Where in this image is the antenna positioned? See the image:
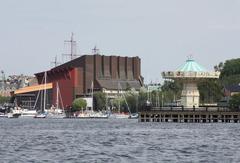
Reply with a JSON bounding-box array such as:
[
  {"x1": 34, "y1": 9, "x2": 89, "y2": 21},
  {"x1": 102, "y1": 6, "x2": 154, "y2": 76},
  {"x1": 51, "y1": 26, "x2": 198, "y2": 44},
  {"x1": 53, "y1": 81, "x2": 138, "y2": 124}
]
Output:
[
  {"x1": 51, "y1": 56, "x2": 61, "y2": 67},
  {"x1": 187, "y1": 53, "x2": 193, "y2": 60},
  {"x1": 62, "y1": 32, "x2": 79, "y2": 60},
  {"x1": 92, "y1": 45, "x2": 100, "y2": 55},
  {"x1": 1, "y1": 70, "x2": 5, "y2": 90}
]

○ ○ ○ ○

:: Exercise aim ::
Swap "antenna" for "satellite dish" throughout the lines above, keep everything else unchanged, and leave the pictures out of your answer.

:: Solution ::
Where in this image is the satellite dish positioned? See the image:
Reply with a JSON bounding-box array such as:
[
  {"x1": 34, "y1": 9, "x2": 89, "y2": 21},
  {"x1": 102, "y1": 6, "x2": 154, "y2": 76},
  {"x1": 51, "y1": 26, "x2": 198, "y2": 44},
  {"x1": 53, "y1": 81, "x2": 138, "y2": 124}
]
Output:
[
  {"x1": 51, "y1": 56, "x2": 61, "y2": 67},
  {"x1": 187, "y1": 53, "x2": 193, "y2": 60},
  {"x1": 62, "y1": 32, "x2": 79, "y2": 60},
  {"x1": 92, "y1": 45, "x2": 100, "y2": 55},
  {"x1": 1, "y1": 70, "x2": 5, "y2": 90}
]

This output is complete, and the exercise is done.